- Source text:
== Segment start ==

MOH News
Representatives of Arab Ministries of Health Commend the Conference and Thank the Kingdom
11 September 2012
  
 
   The Moroccan Deputy Minister of Health for Epidemic Control said, “The conference comes just in time to formulate the national and international plans meant to fight diseases, and come up with recommendations useful for the national and international communities.” He thanked the Kingdom for organizing the conference, and affirmed that Morocco will be participating in the conference, in the hope that the conference will bring about positive outcomes. “Such conferences strengthen regional and international cooperation in the fight against non-communicable diseases, seeking to attain a healthy environment in the Arab World and Middle East. These conferences are a good opportunity to discuss lifestyles, and review all the Arab and international experiences in this domain,” he said.
 
For his part, the Sudanese Deputy Minister of Health, Dr. Essamuddin Mohamed Abdullah, was quoted as saying, “The Kingdom of Saudi Arabia is well known for its rich experience in the fight against non-communicable diseases, which, through the Global Conference on Healthy Lifestyles and Non-communicable Diseases, we can identify and transfer, beside many other experiences of other countries. We believe this will help the Sudan develop its own preventive programs. Our country is already suffering from the dual epidemic, as well as a high incidence of non-communicable diseases. So, we are looking forward to cooperation with the Kingdom of Saudi Arabia in the fight against epidemics.”

== Segment end ==

Segmentation mask data
== Segment start ==

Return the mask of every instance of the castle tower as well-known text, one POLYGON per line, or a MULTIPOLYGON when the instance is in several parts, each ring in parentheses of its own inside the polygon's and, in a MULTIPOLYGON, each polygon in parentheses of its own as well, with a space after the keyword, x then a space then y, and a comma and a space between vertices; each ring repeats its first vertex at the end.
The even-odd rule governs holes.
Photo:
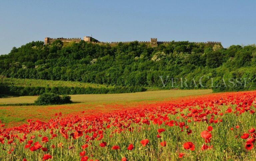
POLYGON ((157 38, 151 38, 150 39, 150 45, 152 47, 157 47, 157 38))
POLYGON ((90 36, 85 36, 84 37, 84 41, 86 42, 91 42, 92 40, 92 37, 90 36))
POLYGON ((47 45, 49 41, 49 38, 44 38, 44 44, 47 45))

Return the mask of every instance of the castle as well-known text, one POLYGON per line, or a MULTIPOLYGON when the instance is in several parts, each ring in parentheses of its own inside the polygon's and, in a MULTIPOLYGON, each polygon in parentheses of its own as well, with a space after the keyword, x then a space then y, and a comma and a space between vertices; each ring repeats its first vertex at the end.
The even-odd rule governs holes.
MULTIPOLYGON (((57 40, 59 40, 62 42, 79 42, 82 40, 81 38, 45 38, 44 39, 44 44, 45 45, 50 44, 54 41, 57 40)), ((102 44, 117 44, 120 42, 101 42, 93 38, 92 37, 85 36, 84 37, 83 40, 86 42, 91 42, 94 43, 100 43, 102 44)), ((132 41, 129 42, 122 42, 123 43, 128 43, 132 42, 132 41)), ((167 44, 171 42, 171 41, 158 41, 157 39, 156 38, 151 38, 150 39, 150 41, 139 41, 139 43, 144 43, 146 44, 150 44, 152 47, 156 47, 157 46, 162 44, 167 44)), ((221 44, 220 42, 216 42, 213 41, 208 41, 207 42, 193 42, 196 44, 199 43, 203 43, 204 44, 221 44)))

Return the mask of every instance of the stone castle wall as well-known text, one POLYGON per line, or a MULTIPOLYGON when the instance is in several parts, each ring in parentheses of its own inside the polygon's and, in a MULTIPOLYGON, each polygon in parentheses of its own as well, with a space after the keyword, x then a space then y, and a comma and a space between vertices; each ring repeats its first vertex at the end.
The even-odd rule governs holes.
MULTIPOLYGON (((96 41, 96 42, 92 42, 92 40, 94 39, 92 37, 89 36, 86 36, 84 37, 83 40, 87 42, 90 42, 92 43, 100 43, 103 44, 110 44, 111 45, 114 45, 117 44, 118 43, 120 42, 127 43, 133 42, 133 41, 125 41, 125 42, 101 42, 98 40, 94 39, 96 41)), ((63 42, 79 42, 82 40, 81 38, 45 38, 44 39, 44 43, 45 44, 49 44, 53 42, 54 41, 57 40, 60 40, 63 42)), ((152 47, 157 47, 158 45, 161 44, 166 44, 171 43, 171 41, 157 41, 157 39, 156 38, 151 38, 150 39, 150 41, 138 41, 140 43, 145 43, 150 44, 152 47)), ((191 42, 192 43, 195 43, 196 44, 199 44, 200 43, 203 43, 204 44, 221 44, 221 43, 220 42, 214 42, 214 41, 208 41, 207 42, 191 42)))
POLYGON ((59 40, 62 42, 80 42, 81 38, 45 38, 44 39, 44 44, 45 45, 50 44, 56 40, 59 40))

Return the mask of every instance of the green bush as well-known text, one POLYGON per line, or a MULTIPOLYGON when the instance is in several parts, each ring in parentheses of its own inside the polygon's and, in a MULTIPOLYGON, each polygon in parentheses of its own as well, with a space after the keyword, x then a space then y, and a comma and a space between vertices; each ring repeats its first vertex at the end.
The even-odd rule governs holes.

== Segment end ==
== Segment start ==

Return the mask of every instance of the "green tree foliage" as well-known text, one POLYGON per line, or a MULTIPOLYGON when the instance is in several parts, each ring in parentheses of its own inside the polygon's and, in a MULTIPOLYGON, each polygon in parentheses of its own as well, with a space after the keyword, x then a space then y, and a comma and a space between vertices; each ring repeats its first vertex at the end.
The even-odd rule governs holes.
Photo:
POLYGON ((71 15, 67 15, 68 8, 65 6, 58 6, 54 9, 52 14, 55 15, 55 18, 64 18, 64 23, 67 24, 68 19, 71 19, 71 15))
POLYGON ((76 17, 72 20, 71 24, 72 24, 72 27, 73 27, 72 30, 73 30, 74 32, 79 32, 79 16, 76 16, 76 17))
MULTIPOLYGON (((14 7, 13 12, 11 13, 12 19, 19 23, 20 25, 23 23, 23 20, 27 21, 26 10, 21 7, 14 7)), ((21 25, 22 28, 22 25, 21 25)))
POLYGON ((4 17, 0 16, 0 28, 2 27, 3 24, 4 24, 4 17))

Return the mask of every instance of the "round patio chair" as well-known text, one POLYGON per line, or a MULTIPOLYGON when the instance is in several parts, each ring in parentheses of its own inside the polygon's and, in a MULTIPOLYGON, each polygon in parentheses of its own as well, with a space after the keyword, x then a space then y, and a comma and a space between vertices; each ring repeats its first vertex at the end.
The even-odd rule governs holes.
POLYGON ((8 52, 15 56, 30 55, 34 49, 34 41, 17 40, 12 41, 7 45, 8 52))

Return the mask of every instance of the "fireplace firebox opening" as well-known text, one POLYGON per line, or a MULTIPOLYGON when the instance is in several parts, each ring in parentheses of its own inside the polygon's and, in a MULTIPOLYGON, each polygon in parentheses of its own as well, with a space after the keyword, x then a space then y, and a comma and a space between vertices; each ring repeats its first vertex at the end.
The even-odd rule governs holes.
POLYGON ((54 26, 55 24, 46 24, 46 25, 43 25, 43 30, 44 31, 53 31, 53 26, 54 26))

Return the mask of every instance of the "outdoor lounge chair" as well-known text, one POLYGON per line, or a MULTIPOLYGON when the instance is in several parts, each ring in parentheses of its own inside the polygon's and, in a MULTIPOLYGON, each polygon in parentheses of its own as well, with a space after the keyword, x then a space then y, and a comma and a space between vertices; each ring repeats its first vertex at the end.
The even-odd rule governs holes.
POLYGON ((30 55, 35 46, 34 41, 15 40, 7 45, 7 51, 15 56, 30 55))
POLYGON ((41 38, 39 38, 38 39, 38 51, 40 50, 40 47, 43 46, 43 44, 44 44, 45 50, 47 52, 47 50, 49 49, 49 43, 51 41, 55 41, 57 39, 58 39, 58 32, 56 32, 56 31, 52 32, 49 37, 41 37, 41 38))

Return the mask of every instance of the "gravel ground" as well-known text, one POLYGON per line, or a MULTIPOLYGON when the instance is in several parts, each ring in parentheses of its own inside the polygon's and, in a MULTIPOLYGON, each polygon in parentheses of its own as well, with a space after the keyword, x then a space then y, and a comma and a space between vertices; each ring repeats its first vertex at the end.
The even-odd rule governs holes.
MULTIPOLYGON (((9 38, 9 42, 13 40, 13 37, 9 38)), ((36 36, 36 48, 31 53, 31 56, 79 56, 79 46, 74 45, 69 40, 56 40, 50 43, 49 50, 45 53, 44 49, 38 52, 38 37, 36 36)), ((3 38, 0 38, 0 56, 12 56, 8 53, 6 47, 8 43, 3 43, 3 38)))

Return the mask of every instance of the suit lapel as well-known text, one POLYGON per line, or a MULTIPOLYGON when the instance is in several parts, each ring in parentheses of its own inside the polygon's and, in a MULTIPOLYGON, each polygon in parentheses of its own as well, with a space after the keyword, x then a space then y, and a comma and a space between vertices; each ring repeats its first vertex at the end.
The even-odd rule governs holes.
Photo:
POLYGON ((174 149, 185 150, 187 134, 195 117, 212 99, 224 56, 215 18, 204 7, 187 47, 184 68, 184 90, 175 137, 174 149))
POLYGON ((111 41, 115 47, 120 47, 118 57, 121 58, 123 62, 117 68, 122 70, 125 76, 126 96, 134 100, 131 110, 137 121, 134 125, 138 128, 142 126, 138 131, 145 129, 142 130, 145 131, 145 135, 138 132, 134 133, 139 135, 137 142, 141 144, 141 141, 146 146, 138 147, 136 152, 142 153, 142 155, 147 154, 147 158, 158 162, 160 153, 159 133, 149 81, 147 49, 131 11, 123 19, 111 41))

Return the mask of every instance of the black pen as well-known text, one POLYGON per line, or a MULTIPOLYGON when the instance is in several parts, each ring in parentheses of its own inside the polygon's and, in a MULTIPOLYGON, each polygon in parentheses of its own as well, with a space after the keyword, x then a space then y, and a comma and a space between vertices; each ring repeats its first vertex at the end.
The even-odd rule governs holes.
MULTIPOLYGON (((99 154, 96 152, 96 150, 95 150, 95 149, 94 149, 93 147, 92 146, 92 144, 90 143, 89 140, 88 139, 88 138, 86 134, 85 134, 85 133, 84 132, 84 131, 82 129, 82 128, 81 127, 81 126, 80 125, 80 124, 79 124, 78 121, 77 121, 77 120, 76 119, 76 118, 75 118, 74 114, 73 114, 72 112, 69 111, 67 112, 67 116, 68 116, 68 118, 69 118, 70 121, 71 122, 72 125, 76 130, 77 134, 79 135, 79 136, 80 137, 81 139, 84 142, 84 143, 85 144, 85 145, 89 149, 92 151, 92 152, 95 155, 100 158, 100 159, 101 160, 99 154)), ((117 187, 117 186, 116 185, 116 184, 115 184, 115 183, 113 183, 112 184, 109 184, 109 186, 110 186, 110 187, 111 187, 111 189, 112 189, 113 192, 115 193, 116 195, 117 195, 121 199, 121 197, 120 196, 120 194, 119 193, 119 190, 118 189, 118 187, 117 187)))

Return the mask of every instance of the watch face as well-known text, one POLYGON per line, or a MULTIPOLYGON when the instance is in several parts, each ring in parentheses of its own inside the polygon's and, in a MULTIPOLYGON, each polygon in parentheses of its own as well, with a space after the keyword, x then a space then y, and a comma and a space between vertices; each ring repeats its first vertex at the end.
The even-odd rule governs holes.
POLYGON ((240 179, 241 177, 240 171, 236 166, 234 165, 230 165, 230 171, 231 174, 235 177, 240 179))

== Segment end ==
== Segment start ==

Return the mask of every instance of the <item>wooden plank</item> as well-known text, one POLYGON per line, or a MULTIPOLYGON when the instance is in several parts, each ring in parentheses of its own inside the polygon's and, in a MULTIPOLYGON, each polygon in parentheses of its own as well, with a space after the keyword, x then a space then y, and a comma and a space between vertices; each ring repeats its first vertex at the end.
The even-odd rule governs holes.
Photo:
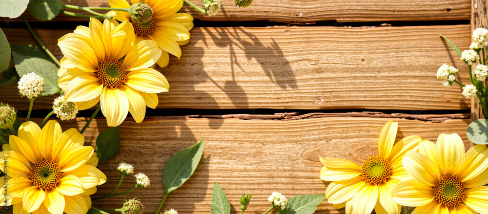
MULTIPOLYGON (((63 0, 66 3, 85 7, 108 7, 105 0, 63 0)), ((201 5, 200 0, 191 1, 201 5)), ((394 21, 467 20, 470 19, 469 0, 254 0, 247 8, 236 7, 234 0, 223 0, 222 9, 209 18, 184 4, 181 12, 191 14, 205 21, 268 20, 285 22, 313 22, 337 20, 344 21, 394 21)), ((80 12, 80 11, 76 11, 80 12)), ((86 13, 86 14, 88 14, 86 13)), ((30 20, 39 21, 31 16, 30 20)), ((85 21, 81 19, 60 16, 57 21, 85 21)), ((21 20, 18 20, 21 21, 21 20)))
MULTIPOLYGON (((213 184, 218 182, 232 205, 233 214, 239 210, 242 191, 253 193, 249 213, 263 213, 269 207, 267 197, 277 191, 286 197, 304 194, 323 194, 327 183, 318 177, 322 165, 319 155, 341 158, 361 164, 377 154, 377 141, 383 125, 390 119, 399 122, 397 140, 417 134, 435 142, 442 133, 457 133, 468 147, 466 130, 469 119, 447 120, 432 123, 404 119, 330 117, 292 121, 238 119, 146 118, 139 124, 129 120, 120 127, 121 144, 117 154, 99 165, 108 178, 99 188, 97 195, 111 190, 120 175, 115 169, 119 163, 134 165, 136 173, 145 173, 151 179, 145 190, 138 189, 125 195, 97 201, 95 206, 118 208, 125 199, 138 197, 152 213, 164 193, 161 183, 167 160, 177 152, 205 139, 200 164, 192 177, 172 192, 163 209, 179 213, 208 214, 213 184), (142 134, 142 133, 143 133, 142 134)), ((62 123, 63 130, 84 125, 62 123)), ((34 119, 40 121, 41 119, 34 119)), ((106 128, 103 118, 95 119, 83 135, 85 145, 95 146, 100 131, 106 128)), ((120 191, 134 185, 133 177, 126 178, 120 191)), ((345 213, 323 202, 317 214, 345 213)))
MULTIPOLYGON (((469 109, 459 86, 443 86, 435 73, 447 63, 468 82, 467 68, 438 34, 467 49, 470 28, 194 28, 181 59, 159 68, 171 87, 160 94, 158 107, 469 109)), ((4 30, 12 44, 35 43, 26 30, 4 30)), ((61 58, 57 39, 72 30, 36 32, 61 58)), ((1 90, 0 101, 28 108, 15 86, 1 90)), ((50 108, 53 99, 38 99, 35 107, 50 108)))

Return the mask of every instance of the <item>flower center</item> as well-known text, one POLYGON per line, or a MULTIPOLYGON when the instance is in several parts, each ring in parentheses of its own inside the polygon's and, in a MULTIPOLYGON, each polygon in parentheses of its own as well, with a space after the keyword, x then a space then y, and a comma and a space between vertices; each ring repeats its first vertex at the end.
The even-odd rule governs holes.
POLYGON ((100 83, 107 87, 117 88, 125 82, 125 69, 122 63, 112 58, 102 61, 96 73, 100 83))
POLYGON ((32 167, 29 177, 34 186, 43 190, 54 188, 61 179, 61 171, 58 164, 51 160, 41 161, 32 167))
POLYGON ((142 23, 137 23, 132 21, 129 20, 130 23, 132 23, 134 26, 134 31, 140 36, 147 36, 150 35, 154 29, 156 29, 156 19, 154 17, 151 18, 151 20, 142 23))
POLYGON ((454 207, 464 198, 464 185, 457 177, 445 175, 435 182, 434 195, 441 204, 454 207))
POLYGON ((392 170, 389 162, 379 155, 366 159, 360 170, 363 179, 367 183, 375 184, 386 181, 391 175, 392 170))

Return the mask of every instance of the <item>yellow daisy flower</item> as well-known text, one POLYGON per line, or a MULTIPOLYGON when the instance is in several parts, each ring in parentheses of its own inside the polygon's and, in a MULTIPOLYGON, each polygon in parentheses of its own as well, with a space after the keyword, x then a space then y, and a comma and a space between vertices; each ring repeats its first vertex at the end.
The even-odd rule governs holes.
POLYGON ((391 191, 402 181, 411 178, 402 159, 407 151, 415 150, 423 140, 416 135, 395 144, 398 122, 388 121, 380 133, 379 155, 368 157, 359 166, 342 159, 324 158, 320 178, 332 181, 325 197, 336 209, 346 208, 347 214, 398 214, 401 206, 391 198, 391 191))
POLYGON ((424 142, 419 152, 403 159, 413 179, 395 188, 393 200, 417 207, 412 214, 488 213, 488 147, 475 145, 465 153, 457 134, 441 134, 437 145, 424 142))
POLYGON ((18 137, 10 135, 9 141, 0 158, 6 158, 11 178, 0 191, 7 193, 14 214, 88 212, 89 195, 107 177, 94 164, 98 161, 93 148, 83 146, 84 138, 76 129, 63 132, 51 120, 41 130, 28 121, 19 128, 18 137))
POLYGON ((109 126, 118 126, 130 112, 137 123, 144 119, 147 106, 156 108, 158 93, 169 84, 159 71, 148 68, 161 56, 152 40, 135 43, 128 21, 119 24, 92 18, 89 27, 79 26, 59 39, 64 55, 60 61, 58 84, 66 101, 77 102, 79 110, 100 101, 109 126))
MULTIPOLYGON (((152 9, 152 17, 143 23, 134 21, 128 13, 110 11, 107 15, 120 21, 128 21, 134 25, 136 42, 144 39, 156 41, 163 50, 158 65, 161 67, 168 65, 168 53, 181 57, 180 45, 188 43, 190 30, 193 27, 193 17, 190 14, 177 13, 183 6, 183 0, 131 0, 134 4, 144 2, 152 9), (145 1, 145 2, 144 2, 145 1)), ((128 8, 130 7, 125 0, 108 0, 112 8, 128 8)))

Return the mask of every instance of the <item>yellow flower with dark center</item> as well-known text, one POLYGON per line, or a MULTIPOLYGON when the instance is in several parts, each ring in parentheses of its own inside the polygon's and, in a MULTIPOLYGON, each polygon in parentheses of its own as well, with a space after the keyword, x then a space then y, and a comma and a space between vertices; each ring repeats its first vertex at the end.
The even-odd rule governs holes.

== Segment end ==

- Task item:
Please list every country that the MOH news article mentions by name.

- Answer to the exercise:
Morocco, the Kingdom of Saudi Arabia, the Sudan